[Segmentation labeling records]
******

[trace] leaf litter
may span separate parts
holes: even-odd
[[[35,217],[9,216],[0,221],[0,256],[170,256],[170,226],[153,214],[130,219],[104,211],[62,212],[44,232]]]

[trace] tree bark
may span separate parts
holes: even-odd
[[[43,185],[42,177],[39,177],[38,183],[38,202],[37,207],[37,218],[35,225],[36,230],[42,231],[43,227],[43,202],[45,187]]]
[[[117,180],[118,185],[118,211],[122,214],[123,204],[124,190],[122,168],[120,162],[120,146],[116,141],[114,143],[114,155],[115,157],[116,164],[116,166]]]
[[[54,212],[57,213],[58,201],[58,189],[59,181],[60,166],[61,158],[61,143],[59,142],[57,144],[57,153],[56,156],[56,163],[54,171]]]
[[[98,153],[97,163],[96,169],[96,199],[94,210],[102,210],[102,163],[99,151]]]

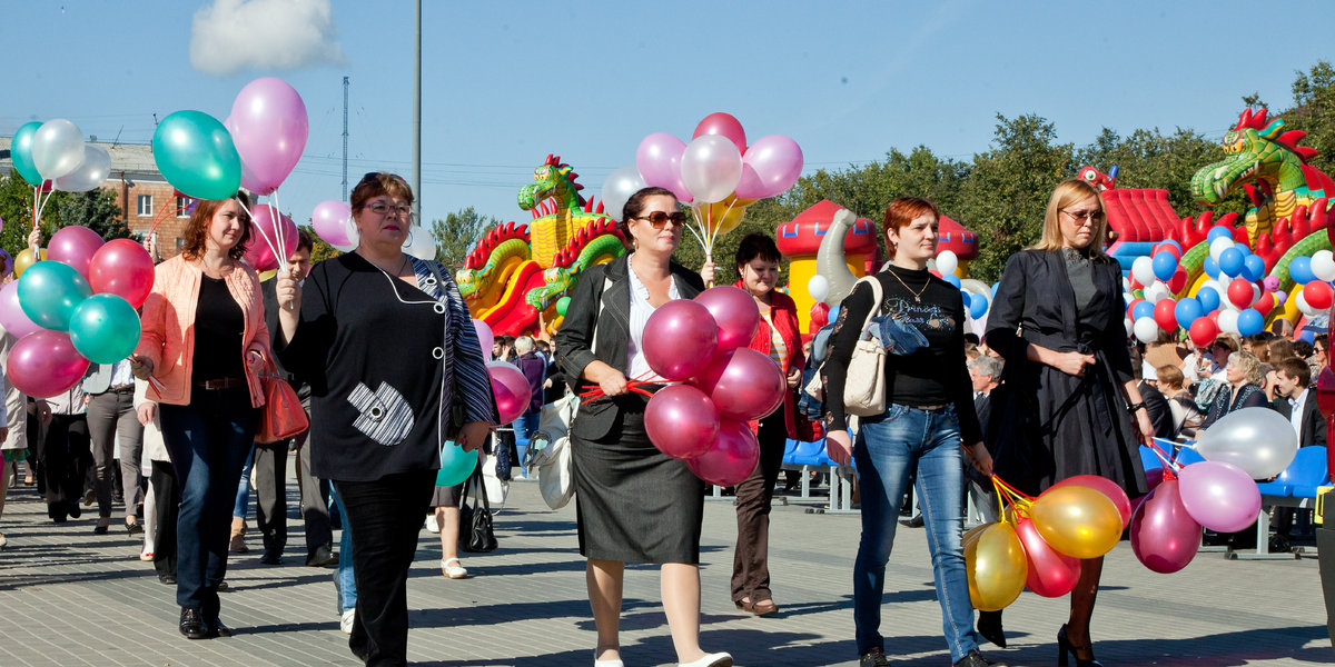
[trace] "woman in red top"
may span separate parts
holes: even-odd
[[[797,436],[797,411],[793,388],[802,378],[802,339],[798,335],[797,304],[786,293],[776,292],[778,281],[778,247],[762,233],[742,239],[737,248],[734,287],[746,289],[760,307],[761,321],[752,350],[765,352],[788,378],[784,404],[760,420],[760,463],[737,484],[737,551],[733,555],[733,602],[737,608],[757,616],[778,612],[769,591],[769,503],[784,463],[784,444]]]

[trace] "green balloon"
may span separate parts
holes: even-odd
[[[139,346],[139,313],[121,296],[92,295],[75,308],[69,340],[89,362],[113,364]]]
[[[195,199],[219,201],[242,187],[232,135],[202,111],[178,111],[158,124],[154,160],[167,183]]]
[[[19,277],[19,307],[41,328],[69,331],[69,320],[92,288],[69,264],[39,261]]]
[[[453,487],[462,484],[473,475],[473,468],[478,467],[478,451],[463,451],[463,447],[454,444],[454,440],[445,443],[441,450],[441,470],[435,474],[435,486]]]
[[[9,144],[9,156],[13,159],[13,168],[19,172],[19,176],[23,176],[23,180],[33,187],[41,185],[41,173],[37,172],[37,164],[32,161],[32,137],[40,127],[41,123],[36,120],[24,123],[13,133],[13,141]]]

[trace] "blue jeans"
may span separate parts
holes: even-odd
[[[259,410],[246,387],[195,387],[190,406],[160,406],[163,440],[180,484],[176,516],[176,603],[218,619],[218,584],[227,575],[227,542],[236,480],[251,451]]]
[[[853,622],[858,654],[885,648],[880,632],[885,563],[890,558],[900,504],[913,471],[917,471],[918,504],[926,524],[936,599],[941,604],[943,632],[951,647],[951,660],[959,660],[979,647],[960,546],[964,530],[960,512],[960,494],[964,492],[961,459],[960,423],[953,406],[928,412],[892,404],[882,415],[862,419],[853,448],[862,499],[862,539],[853,563]]]

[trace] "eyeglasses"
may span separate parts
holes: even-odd
[[[684,224],[686,224],[686,213],[682,213],[681,211],[676,211],[672,213],[654,211],[653,213],[649,215],[631,217],[631,220],[646,220],[654,229],[662,229],[669,220],[672,220],[672,224],[682,227]]]

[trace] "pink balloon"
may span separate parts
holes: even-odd
[[[13,344],[5,374],[19,391],[49,399],[83,380],[88,360],[83,358],[63,331],[41,329]]]
[[[1056,484],[1052,484],[1051,488],[1069,487],[1069,486],[1089,487],[1108,496],[1108,500],[1112,500],[1112,504],[1117,506],[1117,514],[1121,515],[1123,530],[1125,530],[1127,526],[1131,526],[1131,499],[1127,498],[1127,492],[1123,491],[1116,482],[1099,475],[1076,475],[1073,478],[1067,478],[1063,479],[1061,482],[1057,482]]]
[[[681,156],[686,143],[668,132],[654,132],[639,141],[635,149],[635,168],[645,184],[668,188],[677,199],[690,203],[690,189],[681,180]]]
[[[23,338],[28,334],[43,331],[37,323],[28,317],[28,313],[23,312],[23,307],[19,305],[19,281],[11,280],[0,287],[0,327],[13,338]]]
[[[352,207],[347,205],[346,201],[331,199],[315,204],[315,211],[311,212],[311,227],[330,245],[350,245],[346,224],[348,217],[352,217]]]
[[[685,380],[709,366],[718,347],[717,329],[708,308],[677,299],[649,316],[641,351],[655,374],[673,382]]]
[[[251,267],[255,267],[255,271],[272,271],[296,252],[296,224],[284,215],[282,216],[283,260],[279,261],[274,256],[274,248],[270,244],[278,245],[278,232],[274,224],[276,213],[278,209],[268,204],[251,207],[251,237],[246,241],[244,259]]]
[[[87,279],[88,263],[92,261],[92,255],[101,248],[101,236],[87,227],[77,224],[61,227],[51,235],[51,243],[47,244],[47,259],[69,264]]]
[[[1200,524],[1183,507],[1177,480],[1165,479],[1132,514],[1131,548],[1149,570],[1171,574],[1187,567],[1199,547]]]
[[[718,352],[693,383],[726,419],[750,422],[784,403],[788,382],[765,352],[742,347]]]
[[[793,187],[801,175],[802,149],[797,141],[782,135],[762,137],[742,153],[737,197],[772,197]]]
[[[718,444],[705,454],[686,460],[686,467],[697,478],[730,487],[756,471],[760,463],[760,444],[746,422],[722,420],[718,426]]]
[[[501,423],[509,424],[529,410],[533,390],[523,371],[505,362],[487,362],[487,375],[491,376],[491,394],[497,399],[497,412]]]
[[[310,133],[302,96],[271,76],[246,84],[223,124],[242,157],[242,185],[259,195],[274,192],[292,173]]]
[[[645,431],[659,451],[693,459],[718,440],[718,410],[705,392],[689,384],[663,387],[645,407]]]
[[[139,308],[154,289],[154,259],[129,239],[112,239],[88,263],[93,293],[113,293]]]
[[[718,324],[718,350],[733,350],[750,346],[760,327],[760,307],[745,289],[733,285],[718,285],[694,299],[709,309]]]
[[[692,139],[700,139],[705,135],[718,135],[728,139],[737,147],[738,153],[746,152],[746,131],[742,129],[741,121],[733,117],[732,113],[716,112],[710,113],[696,125],[696,133],[690,135]]]
[[[1238,532],[1260,512],[1260,490],[1251,475],[1218,460],[1183,466],[1177,472],[1181,504],[1196,523],[1219,532]]]

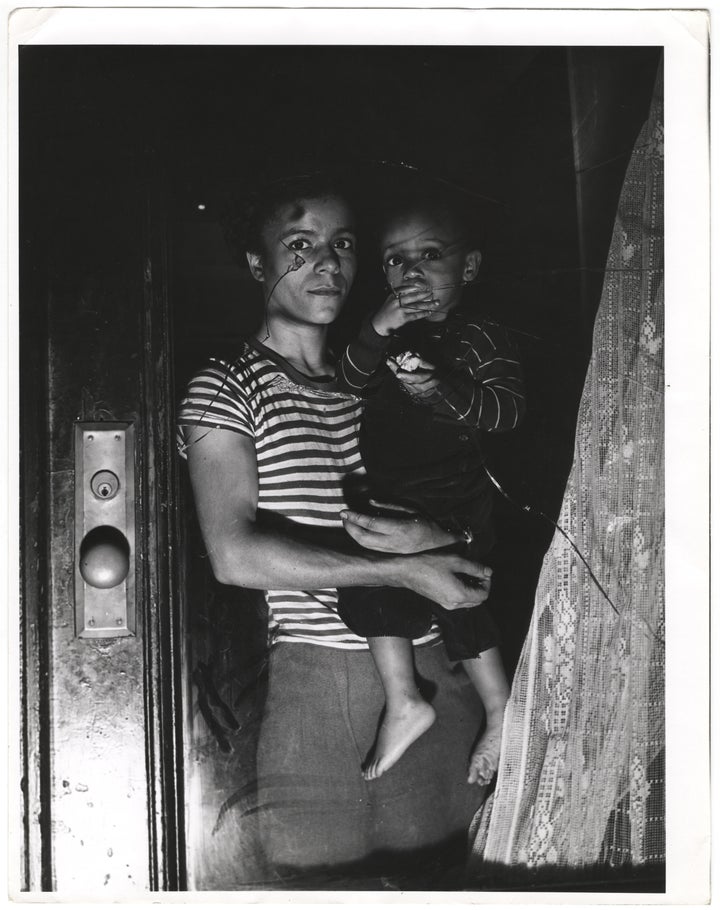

******

• Do this: Count the lines in the records above that contain the string "balloon", treating uppercase and lowercase as different. Reply with the number alone.

• Answer to this exercise: 2